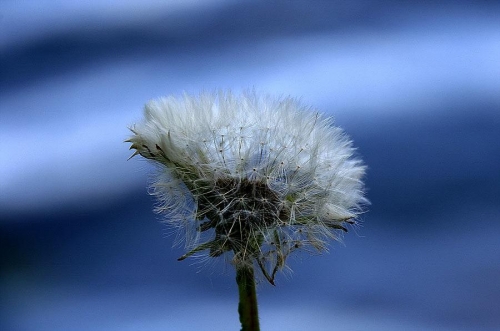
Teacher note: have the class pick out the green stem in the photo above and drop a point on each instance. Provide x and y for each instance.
(249, 315)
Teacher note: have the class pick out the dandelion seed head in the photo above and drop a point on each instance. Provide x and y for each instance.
(254, 176)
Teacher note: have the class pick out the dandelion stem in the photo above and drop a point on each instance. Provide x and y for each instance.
(247, 308)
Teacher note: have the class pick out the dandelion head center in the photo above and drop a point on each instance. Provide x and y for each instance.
(238, 209)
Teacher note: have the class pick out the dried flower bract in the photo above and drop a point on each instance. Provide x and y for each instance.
(250, 177)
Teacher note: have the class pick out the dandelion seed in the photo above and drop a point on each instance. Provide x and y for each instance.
(290, 176)
(253, 178)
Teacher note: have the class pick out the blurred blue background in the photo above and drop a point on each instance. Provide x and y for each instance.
(415, 84)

• **Work to do**
Rewrite every line of the items above, teacher notes included, and move each point by adding 62 to both its x and y coordinates. Leave the pictures out.

• **Exercise solution**
Teacher note: have the class pick out the green stem in the photo above and drop a point on each instance. Provide x and y for each instance.
(311, 377)
Teacher note: have the class pick out the dandelion seed head in the photo above and drop a point on each instance. Provide x and y for each instance.
(316, 238)
Teacher note: have the class pick out the dandelion stem in the photo above and drop a point on each instance. Provide x and y for each instance.
(309, 370)
Teacher note: have the class pick out the dandelion head center in the photo above and drop a point on each instance. Provide x and y for each instance.
(300, 271)
Teacher note: have the class pick out the dried flower bract in the photo above and drop a point on each instance. Provide x and y for each instance.
(312, 239)
Teacher note: have the class pick out the dandelion seed in the photo above and drop a point on each instance. Provide x and y for each instance.
(352, 238)
(315, 240)
Teacher note: have the class pick out the blurred blue background in the photo above and drop a point on each instance. Provide x and y for each instance.
(477, 146)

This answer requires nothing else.